§ **EXERCISE AIM**
Copy each line of the listing below that contains the word "metal".

(Data records)
______

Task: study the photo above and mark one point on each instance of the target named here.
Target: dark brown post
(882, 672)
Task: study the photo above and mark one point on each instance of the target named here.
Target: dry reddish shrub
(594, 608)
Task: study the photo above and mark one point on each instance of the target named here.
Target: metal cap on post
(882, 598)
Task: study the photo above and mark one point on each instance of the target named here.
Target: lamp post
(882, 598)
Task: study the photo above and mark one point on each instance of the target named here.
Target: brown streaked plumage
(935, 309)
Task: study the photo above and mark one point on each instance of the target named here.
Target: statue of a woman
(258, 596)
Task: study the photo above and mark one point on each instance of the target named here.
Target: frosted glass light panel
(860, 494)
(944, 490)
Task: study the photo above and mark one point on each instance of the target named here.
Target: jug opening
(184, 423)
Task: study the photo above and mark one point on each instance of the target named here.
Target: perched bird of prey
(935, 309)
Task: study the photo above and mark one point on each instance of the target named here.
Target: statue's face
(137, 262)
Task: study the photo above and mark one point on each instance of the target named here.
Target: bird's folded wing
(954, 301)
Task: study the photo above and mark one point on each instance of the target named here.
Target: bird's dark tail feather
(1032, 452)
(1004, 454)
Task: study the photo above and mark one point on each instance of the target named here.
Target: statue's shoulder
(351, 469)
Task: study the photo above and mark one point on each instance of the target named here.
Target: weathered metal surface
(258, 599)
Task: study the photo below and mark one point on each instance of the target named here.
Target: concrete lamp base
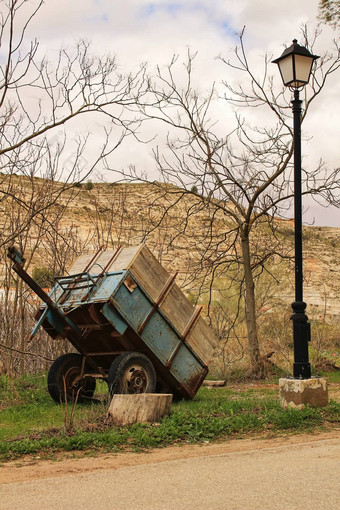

______

§ **TASK RESPONSE**
Target: metal cap on post
Target: weathered metal surface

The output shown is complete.